• **Texte cité**:
▶
A mon avis, c'est justement sur les humains que c'est est le plus intéressant, et pas n'importe lesquels : nous même !  
Laughing  (on dirait que je discute avec ma mère qui est une grande fan du Dalai-Lama.. et du Bouddhisme comme toi et Varela   Razz )   Évidemment, nos intérêts spécifiques dépendent des questions auquelles on aimerait pouvoir répondre  !!  

soto² a écrit:
Badak a écrit:On peut par contre postuler l'existence de ce monde subjective pour tout être vivant et système cognitif, et en comprendre intuitivement les grandes lignes en nous référant aux modes de perceptions. Par exemple, le monde interne de la chauve-souris est tel qu'il peut être perçu par les sonars tandis que celui du chien l'est surtout par l'olfaction  (Nagel: what is it like to be a bat ?)

Non, je ne suis pas d'accord !! Râleur  Ne commençons pas à flouter la distinction entre "être vivant" et "système cognitif", ou alors il faut déclarer son allégeance transhumaniste tout de suite et on ouvre un nouveau fil. Par contre très bonne référence à Nagel pour ceux qui veulent comprendre la légitimité de l'idée du monde propre/phénoménal (Umwelt, Von  Uexkul), sans passer d’emblée par l'absconde et élitiste phénoménologie husserlienne, et cheminer vers la praxis complémentaire du "point de vue en 1ère personne".
◀
• **Lignes**:
▶
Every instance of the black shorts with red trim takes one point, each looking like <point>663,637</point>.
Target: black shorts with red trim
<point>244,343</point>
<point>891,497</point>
◀
▶
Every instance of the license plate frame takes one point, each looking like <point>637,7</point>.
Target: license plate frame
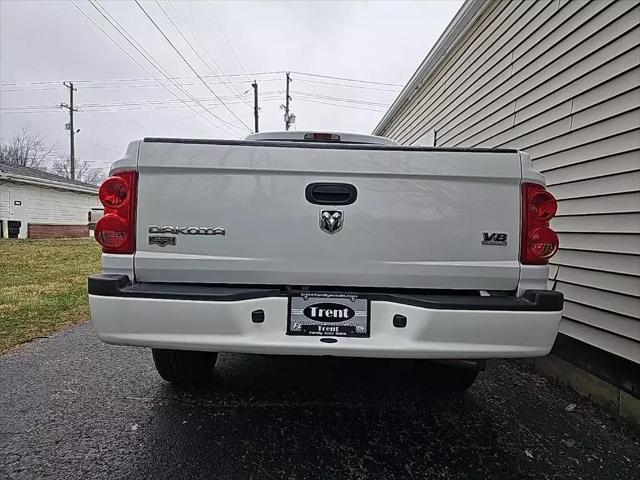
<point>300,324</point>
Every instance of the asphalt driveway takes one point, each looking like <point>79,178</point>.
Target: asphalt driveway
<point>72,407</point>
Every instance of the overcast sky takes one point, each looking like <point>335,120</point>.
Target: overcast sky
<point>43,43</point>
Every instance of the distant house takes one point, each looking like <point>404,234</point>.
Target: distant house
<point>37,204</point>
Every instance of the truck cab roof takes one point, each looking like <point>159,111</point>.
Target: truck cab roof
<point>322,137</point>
◀
▶
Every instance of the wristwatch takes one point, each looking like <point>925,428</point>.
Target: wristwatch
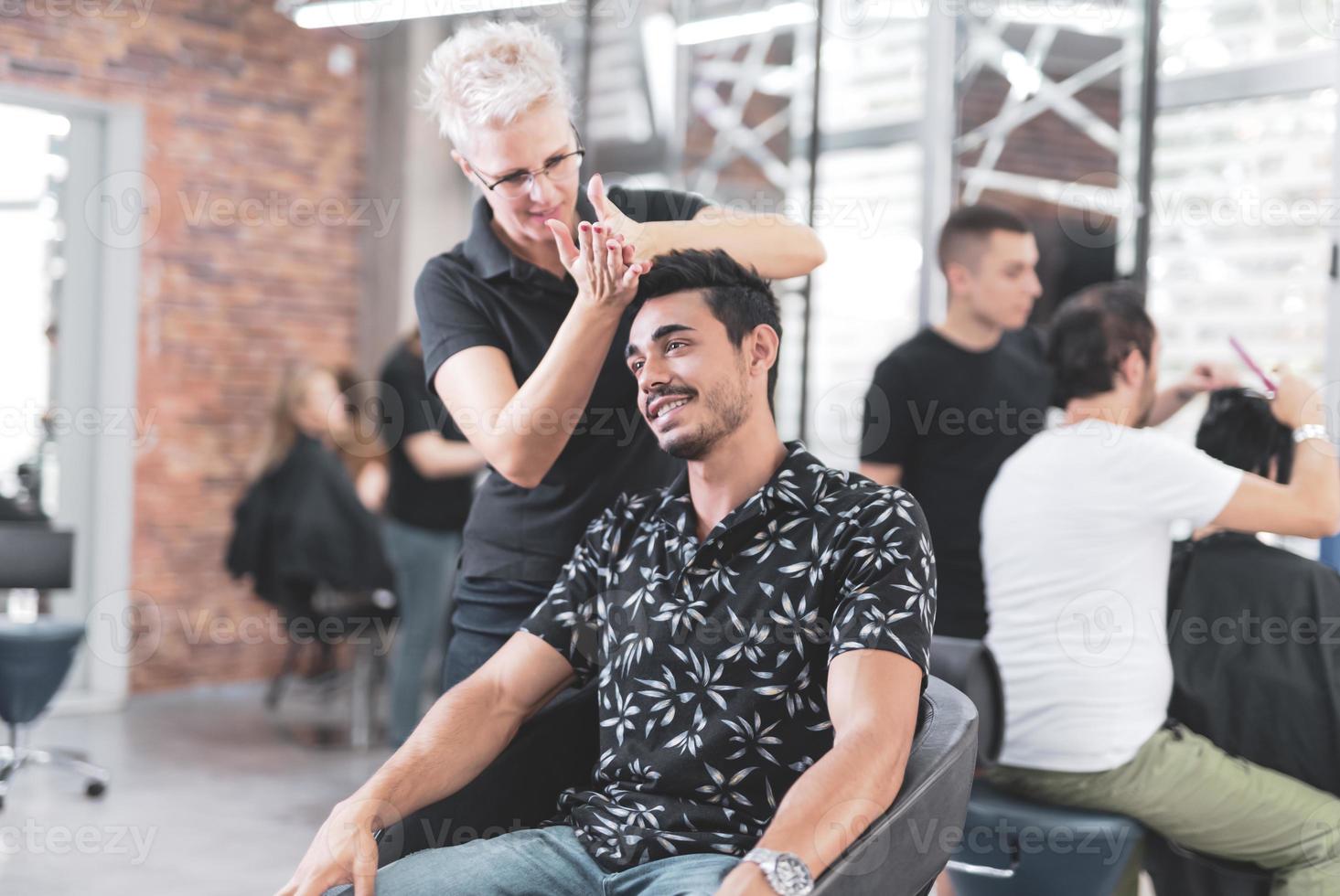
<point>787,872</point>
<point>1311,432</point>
◀
• **Consigne**: Recopiez à l'identique le passage du texte cité qui commence par « A mon avis, c'est » et se poursuit jusqu'à « pouvoir répondre  !! ».

• **Réponse rédigée**:
A mon avis, c'est justement sur les humains que c'est est le plus intéressant, et pas n'importe lesquels : nous même !  
Laughing  (on dirait que je discute avec ma mère qui est une grande fan du Dalai-Lama.. et du Bouddhisme comme toi et Varela   Razz )   Évidemment, nos intérêts spécifiques dépendent des questions auquelles on aimerait pouvoir répondre  !!